#### Page excerpt:

In Focus: Bonnie Blake

After more than 30 years in film and television, camera operator Bonnie Blake shares her story of breaking into Hollywood and building the relationships that have shapped her career. 

Female camera operators are still the exception in film and TV, but that never deterred Bonnie Blake, who’s carved out an impressive career. She’s always in demand, and her credits read like a list of TV’s biggest hits, from Malcolm in the Middle to Monk to CSI: NY.

Blake had just finished shooting BET’s new show Being Mary Jane when we spoke with her about her career and the on-the-job challenges of being a camera operator. She also had tons of great advice for anyone who wants to work behind the lens.

Get In Media: Let’s start with how your career as a camera operator began.
Bonnie Blake: I grew up in Louisville, Kentucky, and I wanted to be an actress, so after I got an MFA in theater I moved to New York. Well, I did a thousand odd jobs to support myself, and got really frustrated with auditioning and not getting much paid work. Then a friend of mine suggested I try something completely different and take a photography class. I did and I really loved it, so I started working as a still photography assistant. One of the photographers was hired to make a 16mm movie for a client, so we both learned how to use a 16mm camera and how to record sound, and we went and shot a film in Iowa on a farm. I really enjoyed it, and a friend of mine in the film business said, “Well, if you wanted to work in motion pictures and got into the union, you could make a lot more money.” And it sort of broadened my horizon to think I could do something I enjoyed and be compensated really well.

The funny part is that when I told the still photographer what I wanted to do, he said, “You’ll never get in the union. Forget about that idea.” That sort of challenged me to prove him wrong in a way.

GIM: How did you go about getting into the union?
BB: Well, the requirements for getting into the union were to take a written test and an all-day practical test to show that you had knowledge of different cameras and that you could put together and load film. I took a summer class at New York University in cinematography. That professor, Beda Batka, was a wonderful man and a talented cameraman. He was very encouraging and helped me get the skills and the confidence to move forward.

I also needed hands-on experience to pass the practical part of the test. While I was studying, I worked as a production assistant—some of it paid and some of it free—and I was introduced to different people in the camera department along the way. In this business, your whole ability to make a living is based on the people you meet. You’re always building your network from the very, very beginning.

GIM: Once you passed the union test, how did you begin getting work?
BB: Actually, that had to do with taking the test, which involved 12 different cameras at 12 different stations and was administered by 12 different camera assistants in the union who were very experienced. Of course, while you’re taking the test you’re hoping that maybe one of those people will hire you, and one of them did recommend that I call a camerawoman he thought I’d be a good match with. Her name was Lisa Rinzler, and I did a lot of work with her. The first full-length movie that she and I did—I was the first assistant—was called True Love, and it won the Grand Jury Prize at Sundance that year.

GIM: When you began working as a camera assistant, was it what you had expected, or were there some surprises when you actually found yourself on a union job?
BB: I sort of knew what I was getting into from the production assisting I had done. But what really surprised me was that after a couple of years of trying to get work as an actor and having no one ever return my phone calls and having so little reward for the effort I was putting out, it didn’t seem that difficult for me to get work as a camera assistant. People would actually return my phone calls. People would actually meet me for coffee. People would actually say, “Hey, why don’t you come down and help me out this weekend and we’ll get to know each other this way.”

#### Information provided:
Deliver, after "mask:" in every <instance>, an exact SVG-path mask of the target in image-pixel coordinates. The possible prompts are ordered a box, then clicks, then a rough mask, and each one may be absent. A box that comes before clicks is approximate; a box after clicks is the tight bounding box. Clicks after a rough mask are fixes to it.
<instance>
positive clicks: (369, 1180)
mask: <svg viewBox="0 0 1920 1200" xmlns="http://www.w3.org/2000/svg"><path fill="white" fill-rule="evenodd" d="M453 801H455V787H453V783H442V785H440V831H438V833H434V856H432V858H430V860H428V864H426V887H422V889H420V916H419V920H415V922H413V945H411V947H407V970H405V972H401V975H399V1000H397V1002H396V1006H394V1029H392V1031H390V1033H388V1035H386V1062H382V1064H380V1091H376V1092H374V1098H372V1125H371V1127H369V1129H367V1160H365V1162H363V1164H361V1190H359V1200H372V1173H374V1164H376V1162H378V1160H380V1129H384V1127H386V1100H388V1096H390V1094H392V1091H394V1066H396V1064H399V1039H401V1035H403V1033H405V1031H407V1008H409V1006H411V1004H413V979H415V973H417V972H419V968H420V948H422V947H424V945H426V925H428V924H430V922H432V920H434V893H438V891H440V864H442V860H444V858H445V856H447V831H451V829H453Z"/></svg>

#### Activity:
Rewrite the passage of the Bonnie Blake profile that begins at the words "After more than" and stops after "to CSI: NY.", putting "Los Angeles" in place of "Hollywood".

#### Answer:
After more than 30 years in film and television, camera operator Bonnie Blake shares her story of breaking into Los Angeles and building the relationships that have shapped her career. 

Female camera operators are still the exception in film and TV, but that never deterred Bonnie Blake, who’s carved out an impressive career. She’s always in demand, and her credits read like a list of TV’s biggest hits, from Malcolm in the Middle to Monk to CSI: NY.